## The task
Count the lines of the entries that contain the string "page", matching case exactly, and reply with only that number.

## Stored rows

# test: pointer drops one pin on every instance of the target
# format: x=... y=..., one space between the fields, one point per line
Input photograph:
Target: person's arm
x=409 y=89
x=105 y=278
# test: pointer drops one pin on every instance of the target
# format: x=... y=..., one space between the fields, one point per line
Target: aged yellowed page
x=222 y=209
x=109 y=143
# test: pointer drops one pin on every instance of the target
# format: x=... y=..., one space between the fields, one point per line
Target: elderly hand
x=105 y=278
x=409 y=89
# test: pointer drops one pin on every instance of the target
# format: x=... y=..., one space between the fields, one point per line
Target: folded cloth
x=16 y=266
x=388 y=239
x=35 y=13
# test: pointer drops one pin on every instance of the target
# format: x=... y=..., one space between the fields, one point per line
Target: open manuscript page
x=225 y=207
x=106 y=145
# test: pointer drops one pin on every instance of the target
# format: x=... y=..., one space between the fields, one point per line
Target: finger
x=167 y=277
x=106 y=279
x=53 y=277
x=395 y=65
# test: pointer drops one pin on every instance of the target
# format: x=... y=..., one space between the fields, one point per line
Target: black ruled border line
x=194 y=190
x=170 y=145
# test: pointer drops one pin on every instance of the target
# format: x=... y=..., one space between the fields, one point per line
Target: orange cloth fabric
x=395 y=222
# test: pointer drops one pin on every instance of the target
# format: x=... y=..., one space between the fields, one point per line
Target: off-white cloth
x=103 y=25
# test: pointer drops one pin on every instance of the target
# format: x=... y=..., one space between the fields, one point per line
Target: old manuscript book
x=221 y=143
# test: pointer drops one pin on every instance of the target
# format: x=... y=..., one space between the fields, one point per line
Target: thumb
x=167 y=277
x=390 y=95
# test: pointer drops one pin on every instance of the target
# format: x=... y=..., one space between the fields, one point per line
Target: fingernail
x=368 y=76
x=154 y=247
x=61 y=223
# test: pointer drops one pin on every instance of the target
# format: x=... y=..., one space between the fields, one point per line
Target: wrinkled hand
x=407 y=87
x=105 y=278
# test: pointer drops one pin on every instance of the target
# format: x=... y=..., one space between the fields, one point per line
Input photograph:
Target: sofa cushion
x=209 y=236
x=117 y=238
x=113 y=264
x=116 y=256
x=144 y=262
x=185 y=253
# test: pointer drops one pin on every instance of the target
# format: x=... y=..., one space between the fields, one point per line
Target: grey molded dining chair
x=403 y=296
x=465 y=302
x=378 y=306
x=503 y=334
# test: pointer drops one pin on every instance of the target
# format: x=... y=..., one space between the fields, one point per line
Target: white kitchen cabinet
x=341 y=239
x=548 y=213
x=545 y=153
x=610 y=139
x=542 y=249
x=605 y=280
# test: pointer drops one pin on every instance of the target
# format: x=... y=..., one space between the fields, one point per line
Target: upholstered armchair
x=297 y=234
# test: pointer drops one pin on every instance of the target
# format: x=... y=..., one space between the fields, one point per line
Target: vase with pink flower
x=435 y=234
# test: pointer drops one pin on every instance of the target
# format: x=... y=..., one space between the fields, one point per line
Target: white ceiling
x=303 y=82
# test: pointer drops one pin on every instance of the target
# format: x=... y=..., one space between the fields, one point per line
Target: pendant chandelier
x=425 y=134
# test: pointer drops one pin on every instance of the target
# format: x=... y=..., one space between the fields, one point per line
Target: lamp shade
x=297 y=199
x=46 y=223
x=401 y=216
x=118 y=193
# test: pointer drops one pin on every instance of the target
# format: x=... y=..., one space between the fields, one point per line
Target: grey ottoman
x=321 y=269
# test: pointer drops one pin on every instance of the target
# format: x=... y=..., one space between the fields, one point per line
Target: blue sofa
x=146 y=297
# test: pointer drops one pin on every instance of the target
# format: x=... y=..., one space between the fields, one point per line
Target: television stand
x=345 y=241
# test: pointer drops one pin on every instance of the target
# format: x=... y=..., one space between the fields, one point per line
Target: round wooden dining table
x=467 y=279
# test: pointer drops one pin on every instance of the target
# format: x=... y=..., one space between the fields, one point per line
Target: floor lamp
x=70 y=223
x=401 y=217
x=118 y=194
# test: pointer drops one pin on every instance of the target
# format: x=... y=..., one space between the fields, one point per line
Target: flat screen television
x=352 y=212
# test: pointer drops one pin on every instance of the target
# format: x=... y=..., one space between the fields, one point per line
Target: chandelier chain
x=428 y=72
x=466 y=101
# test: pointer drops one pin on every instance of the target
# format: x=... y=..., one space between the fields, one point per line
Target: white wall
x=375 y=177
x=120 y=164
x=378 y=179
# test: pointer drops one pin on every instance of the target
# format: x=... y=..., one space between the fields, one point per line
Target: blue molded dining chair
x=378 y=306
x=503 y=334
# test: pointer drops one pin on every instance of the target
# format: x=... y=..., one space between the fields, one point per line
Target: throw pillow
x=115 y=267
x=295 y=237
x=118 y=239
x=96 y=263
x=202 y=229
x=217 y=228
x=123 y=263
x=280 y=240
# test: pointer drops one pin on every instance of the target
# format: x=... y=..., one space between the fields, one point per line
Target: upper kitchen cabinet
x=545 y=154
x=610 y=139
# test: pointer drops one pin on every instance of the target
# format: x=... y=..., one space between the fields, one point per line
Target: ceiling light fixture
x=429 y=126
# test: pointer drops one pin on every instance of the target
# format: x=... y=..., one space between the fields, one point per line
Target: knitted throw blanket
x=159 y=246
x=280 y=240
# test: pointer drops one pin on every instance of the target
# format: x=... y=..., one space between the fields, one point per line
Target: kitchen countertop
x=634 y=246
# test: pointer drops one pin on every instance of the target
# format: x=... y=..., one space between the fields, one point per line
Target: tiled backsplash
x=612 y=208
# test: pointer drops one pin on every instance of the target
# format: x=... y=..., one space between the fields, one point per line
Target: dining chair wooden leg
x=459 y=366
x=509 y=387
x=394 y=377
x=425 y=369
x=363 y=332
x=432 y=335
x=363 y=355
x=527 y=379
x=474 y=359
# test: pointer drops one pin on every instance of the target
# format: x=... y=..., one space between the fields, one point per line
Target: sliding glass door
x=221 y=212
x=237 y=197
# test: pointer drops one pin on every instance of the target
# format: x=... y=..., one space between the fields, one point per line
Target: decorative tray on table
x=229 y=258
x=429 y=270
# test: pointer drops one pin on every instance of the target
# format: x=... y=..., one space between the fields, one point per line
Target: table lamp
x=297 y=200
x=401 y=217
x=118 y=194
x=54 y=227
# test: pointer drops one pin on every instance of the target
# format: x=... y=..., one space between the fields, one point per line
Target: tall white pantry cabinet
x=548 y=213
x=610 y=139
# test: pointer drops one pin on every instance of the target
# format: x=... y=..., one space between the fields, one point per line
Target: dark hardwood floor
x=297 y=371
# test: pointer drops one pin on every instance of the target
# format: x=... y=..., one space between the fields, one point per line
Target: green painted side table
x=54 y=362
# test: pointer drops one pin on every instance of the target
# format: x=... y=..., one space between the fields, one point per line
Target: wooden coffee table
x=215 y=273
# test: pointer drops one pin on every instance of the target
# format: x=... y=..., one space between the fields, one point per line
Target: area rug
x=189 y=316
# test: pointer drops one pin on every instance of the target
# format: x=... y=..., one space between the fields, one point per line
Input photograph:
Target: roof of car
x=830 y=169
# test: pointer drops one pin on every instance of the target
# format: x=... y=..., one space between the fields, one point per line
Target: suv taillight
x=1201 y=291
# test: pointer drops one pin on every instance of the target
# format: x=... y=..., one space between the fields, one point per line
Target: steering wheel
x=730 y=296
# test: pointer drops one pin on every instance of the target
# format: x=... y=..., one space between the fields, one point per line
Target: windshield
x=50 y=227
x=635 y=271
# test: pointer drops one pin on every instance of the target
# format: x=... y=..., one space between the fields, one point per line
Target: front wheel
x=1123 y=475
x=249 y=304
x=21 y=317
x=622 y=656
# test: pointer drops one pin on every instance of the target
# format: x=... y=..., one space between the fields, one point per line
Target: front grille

## Full response
2